* WHAT THIS TASK INVOLVES: Can you turn the data below into a Markdown table with the columns No. and Line, giving each line its row number and leaving out blank lines?

* DATA TO PROCESS:

────────────────────

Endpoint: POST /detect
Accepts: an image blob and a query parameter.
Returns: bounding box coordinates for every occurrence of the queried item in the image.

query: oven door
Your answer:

────────────────────

* TASK SOLUTION:
| No. | Line |
|---|---|
| 1 | Endpoint: POST /detect |
| 2 | Accepts: an image blob and a query parameter. |
| 3 | Returns: bounding box coordinates for every occurrence of the queried item in the image. |
| 4 | query: oven door |
| 5 | Your answer: |